### Instructions for the task
State how many lines in the entries below contain the word "mask". Give only the number.

### The data
++++++

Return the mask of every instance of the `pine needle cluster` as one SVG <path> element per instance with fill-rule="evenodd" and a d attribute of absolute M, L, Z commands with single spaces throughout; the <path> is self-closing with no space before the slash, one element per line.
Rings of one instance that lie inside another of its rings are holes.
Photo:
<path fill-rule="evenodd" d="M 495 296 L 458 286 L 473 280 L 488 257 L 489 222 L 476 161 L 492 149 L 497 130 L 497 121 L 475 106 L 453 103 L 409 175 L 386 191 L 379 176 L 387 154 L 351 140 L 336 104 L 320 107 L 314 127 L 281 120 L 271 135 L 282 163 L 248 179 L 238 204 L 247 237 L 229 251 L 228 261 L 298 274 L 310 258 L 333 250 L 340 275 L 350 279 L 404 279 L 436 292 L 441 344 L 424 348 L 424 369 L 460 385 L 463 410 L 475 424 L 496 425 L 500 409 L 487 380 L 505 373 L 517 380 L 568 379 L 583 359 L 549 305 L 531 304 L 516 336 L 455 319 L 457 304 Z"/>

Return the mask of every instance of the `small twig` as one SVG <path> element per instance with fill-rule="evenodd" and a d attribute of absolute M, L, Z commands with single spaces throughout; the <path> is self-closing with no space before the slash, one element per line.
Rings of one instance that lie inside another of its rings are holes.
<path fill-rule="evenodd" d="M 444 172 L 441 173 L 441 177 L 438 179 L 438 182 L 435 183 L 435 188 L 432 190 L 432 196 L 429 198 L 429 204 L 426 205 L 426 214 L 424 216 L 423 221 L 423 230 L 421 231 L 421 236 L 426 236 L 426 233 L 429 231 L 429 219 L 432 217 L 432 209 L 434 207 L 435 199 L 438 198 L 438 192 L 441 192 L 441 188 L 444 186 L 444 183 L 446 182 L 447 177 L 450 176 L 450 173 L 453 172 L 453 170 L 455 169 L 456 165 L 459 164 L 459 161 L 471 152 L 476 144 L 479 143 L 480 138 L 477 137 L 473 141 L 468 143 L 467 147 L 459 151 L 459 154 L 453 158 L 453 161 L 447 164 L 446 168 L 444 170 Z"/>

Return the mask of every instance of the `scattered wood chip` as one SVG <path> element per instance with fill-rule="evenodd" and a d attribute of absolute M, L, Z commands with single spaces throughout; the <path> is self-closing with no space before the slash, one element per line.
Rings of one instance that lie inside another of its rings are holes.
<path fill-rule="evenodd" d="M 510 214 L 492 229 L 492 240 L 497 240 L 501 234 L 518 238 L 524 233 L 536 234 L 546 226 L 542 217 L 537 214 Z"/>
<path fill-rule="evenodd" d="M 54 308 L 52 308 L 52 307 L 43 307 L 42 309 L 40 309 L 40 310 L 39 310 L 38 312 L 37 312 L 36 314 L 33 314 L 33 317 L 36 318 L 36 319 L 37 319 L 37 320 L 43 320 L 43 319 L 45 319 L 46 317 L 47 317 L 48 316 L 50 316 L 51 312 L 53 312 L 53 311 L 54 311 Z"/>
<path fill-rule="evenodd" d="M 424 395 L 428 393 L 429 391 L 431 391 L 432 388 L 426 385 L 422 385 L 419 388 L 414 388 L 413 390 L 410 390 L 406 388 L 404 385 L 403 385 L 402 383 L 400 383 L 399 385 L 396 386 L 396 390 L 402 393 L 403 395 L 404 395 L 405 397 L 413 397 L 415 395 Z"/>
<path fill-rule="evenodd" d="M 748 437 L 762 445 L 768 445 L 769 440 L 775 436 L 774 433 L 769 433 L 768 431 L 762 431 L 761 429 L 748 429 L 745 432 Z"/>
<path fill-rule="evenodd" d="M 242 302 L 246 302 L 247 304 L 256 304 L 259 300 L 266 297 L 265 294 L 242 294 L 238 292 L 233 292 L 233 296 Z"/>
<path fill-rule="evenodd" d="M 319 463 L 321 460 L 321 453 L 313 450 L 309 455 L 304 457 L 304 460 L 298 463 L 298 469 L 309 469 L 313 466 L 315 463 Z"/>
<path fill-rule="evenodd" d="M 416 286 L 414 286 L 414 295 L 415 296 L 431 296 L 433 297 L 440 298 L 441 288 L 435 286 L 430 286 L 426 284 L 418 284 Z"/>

++++++

### Task output
3